* [GIVEN PROBLEM] Render each line of the records below as a Markdown table with two columns, "No." for the row number and "Line" for the line itself. Leave out blank lines.

Records from a data source:
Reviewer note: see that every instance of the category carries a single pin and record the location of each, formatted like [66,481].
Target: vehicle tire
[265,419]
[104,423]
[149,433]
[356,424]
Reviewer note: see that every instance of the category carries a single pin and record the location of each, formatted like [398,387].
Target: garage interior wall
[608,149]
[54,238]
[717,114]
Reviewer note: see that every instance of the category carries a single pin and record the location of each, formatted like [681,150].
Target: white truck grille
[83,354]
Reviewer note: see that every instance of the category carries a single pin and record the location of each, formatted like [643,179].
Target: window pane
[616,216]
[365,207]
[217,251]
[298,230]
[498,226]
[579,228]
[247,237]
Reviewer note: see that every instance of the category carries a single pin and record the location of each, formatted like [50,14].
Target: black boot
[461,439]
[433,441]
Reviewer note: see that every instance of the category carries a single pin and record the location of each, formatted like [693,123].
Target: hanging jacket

* [EXERCISE RESPONSE]
| No. | Line |
|---|---|
| 1 | Reviewer note: see that every instance of the category carries a single pin and record the location of each, formatted like [66,481]. |
| 2 | Target: vehicle tire |
| 3 | [265,419] |
| 4 | [104,423] |
| 5 | [149,433] |
| 6 | [356,424] |
| 7 | Reviewer note: see that every instance of the category carries a single pin and record the location of each, formatted like [398,387]. |
| 8 | Target: garage interior wall |
| 9 | [608,149] |
| 10 | [54,238] |
| 11 | [717,114] |
| 12 | Reviewer note: see that every instance of the category carries a single pin and record the location of each, formatted like [681,150]. |
| 13 | Target: white truck grille |
| 14 | [83,354] |
| 15 | Reviewer note: see that every instance of the category carries a single pin and record the location of each, formatted like [643,179]. |
| 16 | Target: window pane |
| 17 | [616,216] |
| 18 | [365,207] |
| 19 | [217,251] |
| 20 | [298,230] |
| 21 | [498,226] |
| 22 | [579,228] |
| 23 | [247,237] |
| 24 | Reviewer note: see that every instance of the category carries a single pin and record the location of each, formatted like [50,14]. |
| 25 | Target: black boot |
| 26 | [461,439] |
| 27 | [433,441] |
| 28 | Reviewer note: see that every instance of the category carries a single pin and record the location of each, formatted like [693,123]. |
| 29 | Target: hanging jacket |